[BRIEF]:
Output the entries verbatim, including every line.
--- INFORMATION GIVEN ---
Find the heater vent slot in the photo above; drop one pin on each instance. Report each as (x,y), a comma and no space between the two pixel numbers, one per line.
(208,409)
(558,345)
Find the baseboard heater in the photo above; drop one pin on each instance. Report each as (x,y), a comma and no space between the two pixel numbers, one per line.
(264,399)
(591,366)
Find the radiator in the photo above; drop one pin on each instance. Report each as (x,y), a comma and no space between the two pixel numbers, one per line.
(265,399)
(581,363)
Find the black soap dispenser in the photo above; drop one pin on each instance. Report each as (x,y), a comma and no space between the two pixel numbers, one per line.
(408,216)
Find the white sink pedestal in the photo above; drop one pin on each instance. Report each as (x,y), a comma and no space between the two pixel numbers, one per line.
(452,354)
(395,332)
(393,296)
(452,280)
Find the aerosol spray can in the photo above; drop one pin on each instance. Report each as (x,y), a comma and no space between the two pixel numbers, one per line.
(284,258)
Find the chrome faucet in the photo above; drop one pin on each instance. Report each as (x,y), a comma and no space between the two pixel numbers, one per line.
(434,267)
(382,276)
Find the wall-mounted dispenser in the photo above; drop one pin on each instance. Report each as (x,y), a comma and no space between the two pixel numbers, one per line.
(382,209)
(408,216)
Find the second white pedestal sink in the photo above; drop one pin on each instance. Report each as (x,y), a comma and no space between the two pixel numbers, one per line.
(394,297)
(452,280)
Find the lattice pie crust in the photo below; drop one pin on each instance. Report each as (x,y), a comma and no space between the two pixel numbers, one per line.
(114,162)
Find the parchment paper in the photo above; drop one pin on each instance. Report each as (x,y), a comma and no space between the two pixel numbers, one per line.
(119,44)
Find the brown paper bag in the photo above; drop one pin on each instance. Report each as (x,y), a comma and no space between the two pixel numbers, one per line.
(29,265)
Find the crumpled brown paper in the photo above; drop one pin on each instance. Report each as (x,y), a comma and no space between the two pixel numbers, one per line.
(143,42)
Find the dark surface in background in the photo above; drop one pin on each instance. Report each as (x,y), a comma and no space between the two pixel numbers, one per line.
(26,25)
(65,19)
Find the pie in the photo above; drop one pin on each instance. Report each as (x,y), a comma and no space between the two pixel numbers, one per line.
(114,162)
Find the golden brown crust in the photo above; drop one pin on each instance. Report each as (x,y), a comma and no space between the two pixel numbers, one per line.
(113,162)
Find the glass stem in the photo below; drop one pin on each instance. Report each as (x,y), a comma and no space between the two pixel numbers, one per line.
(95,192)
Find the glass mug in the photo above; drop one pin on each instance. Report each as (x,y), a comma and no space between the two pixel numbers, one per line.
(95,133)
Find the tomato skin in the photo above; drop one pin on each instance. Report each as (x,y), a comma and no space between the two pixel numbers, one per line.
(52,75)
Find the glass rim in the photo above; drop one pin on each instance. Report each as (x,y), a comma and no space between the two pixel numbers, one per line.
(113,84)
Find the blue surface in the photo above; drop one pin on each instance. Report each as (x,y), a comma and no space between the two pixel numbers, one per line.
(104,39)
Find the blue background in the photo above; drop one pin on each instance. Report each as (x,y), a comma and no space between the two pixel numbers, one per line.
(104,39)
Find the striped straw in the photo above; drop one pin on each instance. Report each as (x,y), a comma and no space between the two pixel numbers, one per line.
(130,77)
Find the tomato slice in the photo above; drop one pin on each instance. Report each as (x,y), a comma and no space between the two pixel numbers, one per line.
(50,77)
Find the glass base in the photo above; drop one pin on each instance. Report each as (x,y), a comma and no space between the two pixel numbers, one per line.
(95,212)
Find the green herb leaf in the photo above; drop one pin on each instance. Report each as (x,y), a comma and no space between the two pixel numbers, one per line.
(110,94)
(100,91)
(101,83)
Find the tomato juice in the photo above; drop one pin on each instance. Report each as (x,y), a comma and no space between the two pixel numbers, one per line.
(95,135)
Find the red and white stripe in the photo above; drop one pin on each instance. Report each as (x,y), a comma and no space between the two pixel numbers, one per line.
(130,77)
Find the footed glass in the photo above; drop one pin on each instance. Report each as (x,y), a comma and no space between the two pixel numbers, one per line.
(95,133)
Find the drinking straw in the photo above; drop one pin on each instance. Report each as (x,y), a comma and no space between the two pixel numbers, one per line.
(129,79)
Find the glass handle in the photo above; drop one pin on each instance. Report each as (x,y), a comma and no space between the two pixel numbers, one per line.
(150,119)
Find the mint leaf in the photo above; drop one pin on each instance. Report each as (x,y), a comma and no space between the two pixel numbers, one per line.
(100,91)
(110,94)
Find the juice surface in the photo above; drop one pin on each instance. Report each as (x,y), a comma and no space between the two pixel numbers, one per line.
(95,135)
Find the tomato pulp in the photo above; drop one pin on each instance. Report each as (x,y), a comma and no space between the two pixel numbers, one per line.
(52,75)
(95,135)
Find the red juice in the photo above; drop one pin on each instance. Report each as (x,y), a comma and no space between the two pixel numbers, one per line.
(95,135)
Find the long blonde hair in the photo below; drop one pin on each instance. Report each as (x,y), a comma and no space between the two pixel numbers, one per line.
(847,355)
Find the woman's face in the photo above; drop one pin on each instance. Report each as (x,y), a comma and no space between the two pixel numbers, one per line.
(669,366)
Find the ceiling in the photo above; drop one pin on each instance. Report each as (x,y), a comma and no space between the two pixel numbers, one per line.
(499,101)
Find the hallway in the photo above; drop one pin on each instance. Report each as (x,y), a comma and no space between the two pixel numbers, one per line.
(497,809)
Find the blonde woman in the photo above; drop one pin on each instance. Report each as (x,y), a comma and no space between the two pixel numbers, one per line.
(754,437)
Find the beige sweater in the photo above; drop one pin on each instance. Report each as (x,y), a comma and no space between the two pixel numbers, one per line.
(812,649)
---
[SOLUTION TO THIS PROBLEM]:
Find the heater vent slot in the photo above; drop one pin on each instance. Report each as (x,y), a comma and no space between the two pixel numbers, one per line.
(208,409)
(558,345)
Find the baseboard heater in the photo above; drop one pin on each instance. Report each as (x,y), a comma and no space between the two pixel numbers, one per line.
(264,399)
(591,366)
Find the radiator in the photo above; drop one pin on each instance. Report each as (x,y), a comma and no space between the two pixel numbers, one per line.
(265,399)
(581,363)
Find the black soap dispenser in the photo above; drop one pin on each instance. Report each as (x,y), a comma and no space between the two pixel numbers, one per line.
(408,216)
Find the white sink pedestal in the photo above; drop one pin on each instance. Report each as (x,y), a comma and no space between the two pixel numbers, one per line.
(452,354)
(395,332)
(393,296)
(452,280)
Find the aerosol spray can in the photo above; drop one pin on each instance. Report each as (x,y), a comma and no space between the two pixel numbers, one per line.
(284,258)
Find the chrome faucet in the photo above; drop one pin on each instance. Report each as (x,y), a comma and no space between the two pixel numbers, one per line.
(434,267)
(382,276)
Find the wall-mounted dispenser in the photo above; drop one pin on each instance. Report each as (x,y), a comma and no space between the two pixel numbers, one per line.
(382,209)
(408,216)
Find the second white pedestal sink in the photo above; drop one pin on each instance. Report each as (x,y), a comma and no space between the two pixel numbers, one per line.
(394,297)
(452,280)
Find the lattice pie crust in the photo below; drop one pin on each instance. Report each as (x,y), a comma and no space between the two pixel numbers, one per line.
(114,162)
Find the parchment paper in the photo above; drop one pin on each instance. Report each as (x,y), a comma and no space between the two pixel numbers, one per line.
(119,44)
Find the brown paper bag in the photo above; drop one pin on each instance. Report each as (x,y), a comma and no space between the two pixel numbers, one per line.
(29,265)
Find the crumpled brown paper in the photo above; drop one pin on each instance. Report each as (x,y), a comma and no space between the two pixel numbers, one per line.
(143,42)
Find the dark surface in background in the photo above; drop one pin on each instance. Report each as (x,y), a comma and no space between the two pixel numbers, one per line.
(26,25)
(65,19)
Find the pie in the photo above; drop one pin on each instance. Report each as (x,y), a comma and no space between the two pixel numbers, one per line.
(114,162)
Find the golden brown crust in the photo above; drop one pin on each instance. Report each as (x,y), a comma and no space between the two pixel numbers, one per line.
(113,162)
Find the glass stem in the photo below; drop one pin on each instance. Report each as (x,y), a comma and no space between the two pixel numbers, one per line.
(95,192)
Find the glass mug in the photo above; drop one pin on each instance. Report each as (x,y), a comma and no space between the two pixel numbers, one per line.
(95,133)
Find the tomato skin in the photo above; drop one pin on each instance. Report each as (x,y), a comma and no space between the two pixel numbers, one per line.
(52,75)
Find the glass rim in the photo above; drop one pin on each instance. Report each as (x,y), a comma and no space between the two pixel numbers, one per line.
(113,84)
Find the blue surface in the photo above; drop one pin on each instance. Report each as (x,y), a comma and no space between the two pixel numbers, one per line.
(104,39)
Find the blue background in the photo above; drop one pin on each instance. Report each as (x,y), a comma and no space between the two pixel numbers, one per line.
(104,39)
Find the striped straw in the photo above; drop one pin on each instance. Report each as (x,y), a comma and no space between the two pixel numbers, one per line.
(130,77)
Find the tomato slice in the photo above; drop one pin on each instance. Report each as (x,y), a comma and no space between the two pixel numbers, one per line.
(50,77)
Find the glass base in the photo above; drop one pin on each instance. Report each as (x,y), a comma and no space between the two pixel numbers, one per line.
(95,212)
Find the green herb leaf in the photo above; drop one pin on each instance. Report each as (x,y), a comma and no space between the two pixel numbers, one per line.
(110,94)
(100,91)
(101,83)
Find the tomato juice in the photo above; drop one pin on each instance. Report each as (x,y), a comma and no space between the two pixel numbers, one per line.
(95,135)
Find the red and white stripe in the photo above; drop one pin on each instance. Report each as (x,y), a comma and no space between the two pixel numbers, one per line.
(130,77)
Find the footed glass in the photo above; drop one pin on each instance. Report each as (x,y), a comma and no space between the two pixel numbers, one per line.
(95,133)
Find the drinking straw in the photo above; drop one pin on each instance. Report each as (x,y), a comma and no space between the two pixel numbers, one per line.
(129,79)
Find the glass handle in the photo above; drop one pin on each instance. Report each as (x,y), a comma and no space between the two pixel numbers, one per line.
(150,119)
Find the mint leaf in the photo above; drop one pin on each instance. Report each as (x,y), a comma and no space between the two pixel numbers, one per line.
(100,91)
(110,94)
Find the juice surface in the photo above; drop one pin on each instance. Report each as (x,y), a comma and no space between the two pixel numbers, one per line.
(95,135)
Find the tomato pulp in the photo above; drop one pin on each instance. Report each as (x,y), a comma and no space between the two pixel numbers, one per line.
(52,75)
(95,135)
Find the red juice in the photo above; drop one pin on each instance. Report each as (x,y), a comma and no space between the two pixel numbers, one per line.
(95,135)
Find the long blonde hair in the photo below; drop one pin on each instance. Report each as (x,y), a comma and no space between the two pixel numbers, one per line.
(847,355)
Find the woman's face in the photo above; drop one pin on each instance. Report each as (x,y), a comma and no space between the two pixel numbers, one per line.
(669,366)
Find the ceiling in the photo above; drop one pin on each instance. Report each as (x,y), a comma and no space between the two pixel numbers, one per line.
(499,101)
Find the hallway in the photo above; drop one pin on each instance. Report each as (x,y), a comma and no space between the two pixel numbers, one per line.
(497,809)
Find the blonde woman in the photo above; drop one pin on each instance. Report each as (x,y), a comma and no space between the two pixel numbers, one per line.
(754,437)
Find the beige sweater in the photo above; drop one pin on each instance. Report each as (x,y), a comma and no space between the two pixel numbers, one per line.
(812,649)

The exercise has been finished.